Top of Text provided
This is probably the weakest of the Crawford-Gable pairings, but it's still fun to watch. Joan Crawford plays Ivy "Bunny" Stevens, a vivacious chorus girl working in a two-bit hotel and having a heavy romance with Howard Palmer (Neil Hamilton), a "heel" who plans - unbeknownst to Ivy - to drop her and marry the boss' daughter. When Palmer leaves "Bunny" a goodbye note after she sings a "torch song" to him and does a spirited dance, she is crestfallen and tries to commit suicide by jumping off a bridge (shades of "Mildred Pierce"). But Clark Gable, woefully miscast as a pious Salvation Army preacher named Carl Loomis, comes to the rescue and gets her to don the cloak and take to a life of good deeds for the misfortunate.
Bottom of Text provided
- **Exercise set**:
**a)** Answer these questions from the film review, one answer per line, marked the same way:
(i) Which actor plays Howard Palmer?
(ii) What is the name of the preacher Clark Gable plays?
(iii) How does Ivy try to take her own life?
**b)** For each statement, say yes or no according to the film review, and quote the words that decide it:
(i) Howard Palmer intends to marry the boss' daughter.
(ii) The reviewer considers this the strongest of the Crawford-Gable pairings.
(iii) Ivy works in a luxury hotel.
**c)** Transcribe a passage of the film review word for word, beginning at the words "This is probably" and stopping after the words "for the misfortunate.".
The lines after this point are separate material with no connection to the film review.
Top of The data
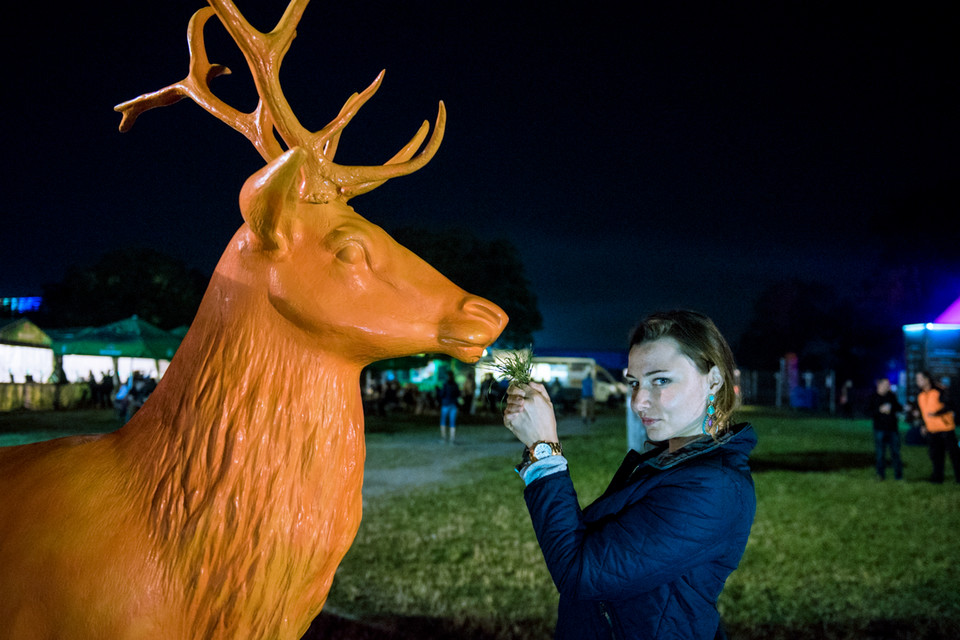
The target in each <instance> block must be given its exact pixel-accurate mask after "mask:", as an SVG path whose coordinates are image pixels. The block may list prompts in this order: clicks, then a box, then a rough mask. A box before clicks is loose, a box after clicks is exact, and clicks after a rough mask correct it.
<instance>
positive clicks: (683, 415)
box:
Bottom of The data
- **Answers by item**:
**a)**
(i) Neil Hamilton
(ii) Carl Loomis
(iii) By jumping off a bridge

**b)**
(i) Yes: "plans - unbeknownst to Ivy - to drop her and marry the boss' daughter"
(ii) No: "This is probably the weakest of the Crawford-Gable pairings"
(iii) No: "working in a two-bit hotel"

**c)**
This is probably the weakest of the Crawford-Gable pairings, but it's still fun to watch. Joan Crawford plays Ivy "Bunny" Stevens, a vivacious chorus girl working in a two-bit hotel and having a heavy romance with Howard Palmer (Neil Hamilton), a "heel" who plans - unbeknownst to Ivy - to drop her and marry the boss' daughter. When Palmer leaves "Bunny" a goodbye note after she sings a "torch song" to him and does a spirited dance, she is crestfallen and tries to commit suicide by jumping off a bridge (shades of "Mildred Pierce"). But Clark Gable, woefully miscast as a pious Salvation Army preacher named Carl Loomis, comes to the rescue and gets her to don the cloak and take to a life of good deeds for the misfortunate.